start Passage given

- Location: 31°59′31″N 35°14′58″E﻿ / ﻿31.9919°N 35.2495°E Wadi al-Haramiya checkpoint near Ofra, West Bank, occupied Palestinian territory
- Date: March 3, 2002
- Target: Israel Defense Forces
- Weapons: M1 Garand
- Deaths: 10 (7 IDF soldiers, 3 Israeli civilians)
- Injured: 6
- Perpetrator: Tha'ir Kayid Hammad of the al-Aqsa Martyrs Brigades
- Motive: Opposition to Israeli settlements built on Palestinian territories occupied by Israel
- Verdict: Life imprisonment
- Convicted: 1

= 2002 Wadi al-Haramiya sniper attack =

Palestinian attack against Israeli targets in West Bank

A Palestinian sniper attack against Israeli soldiers and civilians took place at Wadi al-Haramiya on March 3, 2002. A lone Palestinian sniper, 22-year-old Tha'ir Kayid Hammad (ثائر كايد حمّاد), a member of the al-Aqsa Martyrs' Brigades from the village of Silwad carried out the attack. He had acquired an old World War II-era M1 Garand rifle and 30 rounds of ammunition and had done target practice in the valleys around Silwad. Hammad managed to kill seven Israeli soldiers and three civilians before his rifle exploded while firing his 25th shot, forcing him to give up and escape. He was arrested two years later and sentenced to life imprisonment, and is currently imprisoned in Israel.

end Passage given
start Data lines

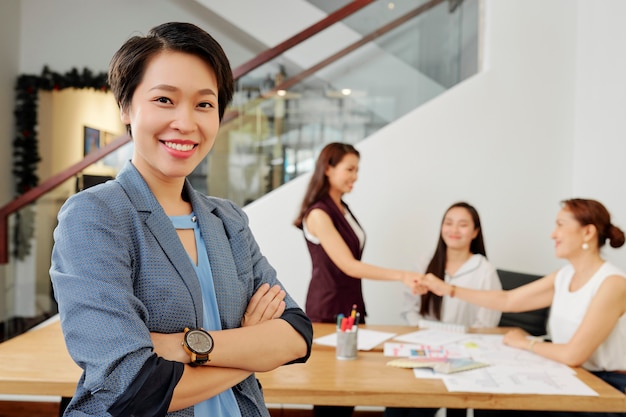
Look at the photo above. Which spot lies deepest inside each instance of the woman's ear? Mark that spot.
(590, 232)
(124, 116)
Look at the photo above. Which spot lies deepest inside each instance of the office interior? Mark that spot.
(541, 120)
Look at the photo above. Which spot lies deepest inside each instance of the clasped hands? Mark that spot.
(422, 283)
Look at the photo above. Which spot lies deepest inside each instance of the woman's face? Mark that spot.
(342, 176)
(568, 234)
(173, 115)
(457, 229)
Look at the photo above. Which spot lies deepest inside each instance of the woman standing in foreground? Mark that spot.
(460, 259)
(335, 241)
(587, 323)
(140, 260)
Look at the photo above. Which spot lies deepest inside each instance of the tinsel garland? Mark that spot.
(25, 145)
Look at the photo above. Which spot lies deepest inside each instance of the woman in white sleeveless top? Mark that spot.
(587, 324)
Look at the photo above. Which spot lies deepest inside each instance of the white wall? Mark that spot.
(543, 122)
(530, 130)
(600, 125)
(75, 33)
(9, 47)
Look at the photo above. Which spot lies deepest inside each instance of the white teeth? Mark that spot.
(179, 146)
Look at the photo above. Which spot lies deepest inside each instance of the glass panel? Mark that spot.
(393, 60)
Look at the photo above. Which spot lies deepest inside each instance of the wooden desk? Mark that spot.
(37, 363)
(367, 380)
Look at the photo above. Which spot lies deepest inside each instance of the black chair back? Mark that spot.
(535, 321)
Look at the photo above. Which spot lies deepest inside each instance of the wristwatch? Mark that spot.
(198, 343)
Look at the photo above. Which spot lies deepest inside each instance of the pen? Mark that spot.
(339, 319)
(344, 324)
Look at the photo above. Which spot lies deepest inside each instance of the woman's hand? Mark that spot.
(435, 284)
(266, 304)
(412, 280)
(517, 338)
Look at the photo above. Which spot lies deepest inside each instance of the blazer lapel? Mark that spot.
(162, 229)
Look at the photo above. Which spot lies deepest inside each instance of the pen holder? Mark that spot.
(347, 344)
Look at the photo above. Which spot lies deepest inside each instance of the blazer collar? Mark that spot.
(159, 224)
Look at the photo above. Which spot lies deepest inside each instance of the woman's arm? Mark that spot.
(607, 306)
(321, 226)
(532, 296)
(487, 280)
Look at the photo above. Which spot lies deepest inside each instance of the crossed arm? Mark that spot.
(264, 342)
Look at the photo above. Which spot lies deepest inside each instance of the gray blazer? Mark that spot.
(119, 271)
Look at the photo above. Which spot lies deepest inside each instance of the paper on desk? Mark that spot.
(366, 339)
(431, 337)
(518, 380)
(512, 371)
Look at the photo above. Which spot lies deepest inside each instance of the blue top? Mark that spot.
(223, 404)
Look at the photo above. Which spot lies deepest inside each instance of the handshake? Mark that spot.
(422, 283)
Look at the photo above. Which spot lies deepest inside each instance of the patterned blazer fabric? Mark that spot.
(120, 271)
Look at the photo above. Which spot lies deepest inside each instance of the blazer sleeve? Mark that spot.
(92, 275)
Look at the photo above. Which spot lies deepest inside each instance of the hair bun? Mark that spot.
(615, 236)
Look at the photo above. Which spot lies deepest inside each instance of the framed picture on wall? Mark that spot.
(91, 139)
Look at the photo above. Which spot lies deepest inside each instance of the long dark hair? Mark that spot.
(431, 303)
(331, 155)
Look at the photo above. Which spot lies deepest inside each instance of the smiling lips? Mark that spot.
(182, 147)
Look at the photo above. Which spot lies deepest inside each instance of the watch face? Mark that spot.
(199, 341)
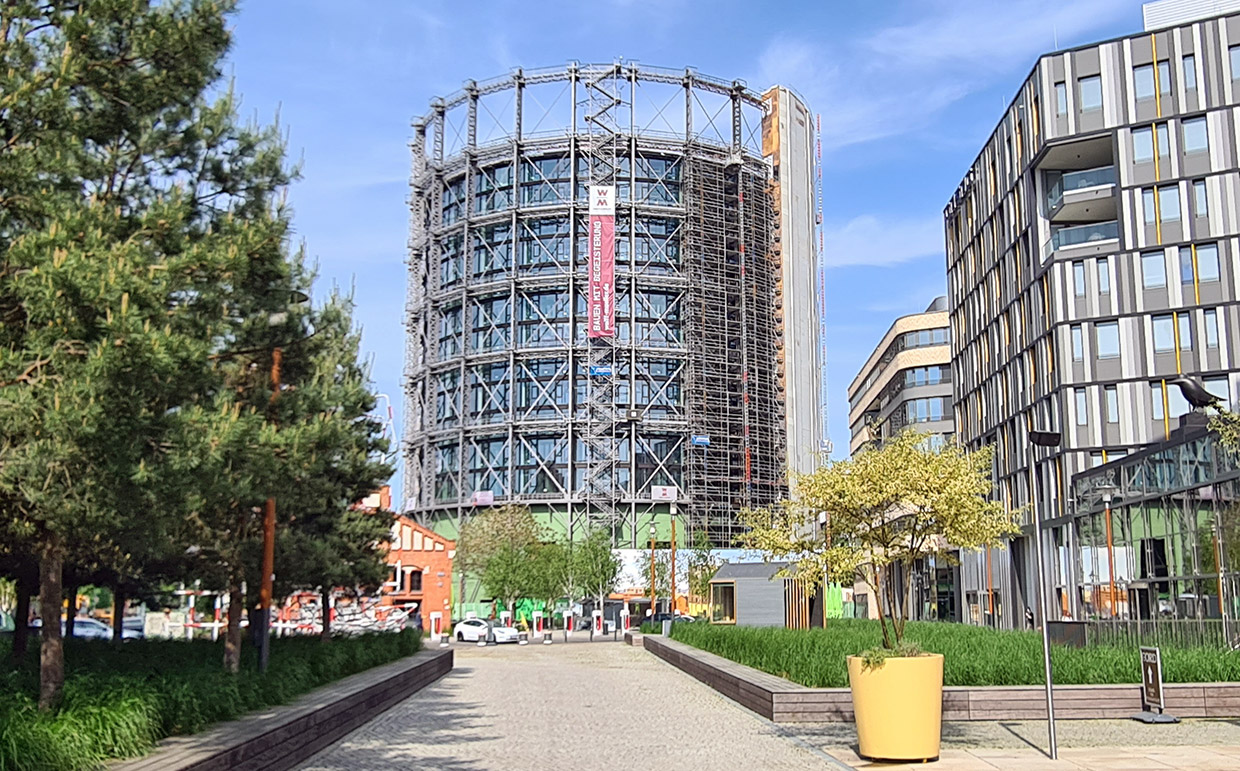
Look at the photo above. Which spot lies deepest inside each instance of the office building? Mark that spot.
(1091, 258)
(905, 383)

end Data lines

# Required actions:
(1) Answer these questions from the Wadi al-Haramiya passage.
(a) What weapon was used in the attack?
(b) How old was the sniper?
(c) How many people were injured?
(2) Copy the part of the Wadi al-Haramiya passage starting at "A Palestinian sniper" and ending at "imprisoned in Israel.".
(3) List every number written in digits in the Wadi al-Haramiya passage's paragraph that begins "A Palestinian sniper attack".

# Solutions to the tasks:
(1)
(a) An M1 Garand rifle
(b) 22
(c) 6

(2)
A Palestinian sniper attack against Israeli soldiers and civilians took place at Wadi al-Haramiya on March 3, 2002. A lone Palestinian sniper, 22-year-old Tha'ir Kayid Hammad (ثائر كايد حمّاد), a member of the al-Aqsa Martyrs' Brigades from the village of Silwad carried out the attack. He had acquired an old World War II-era M1 Garand rifle and 30 rounds of ammunition and had done target practice in the valleys around Silwad. Hammad managed to kill seven Israeli soldiers and three civilians before his rifle exploded while firing his 25th shot, forcing him to give up and escape. He was arrested two years later and sentenced to life imprisonment, and is currently imprisoned in Israel.

(3) 3, 2002, 22, 30, 25th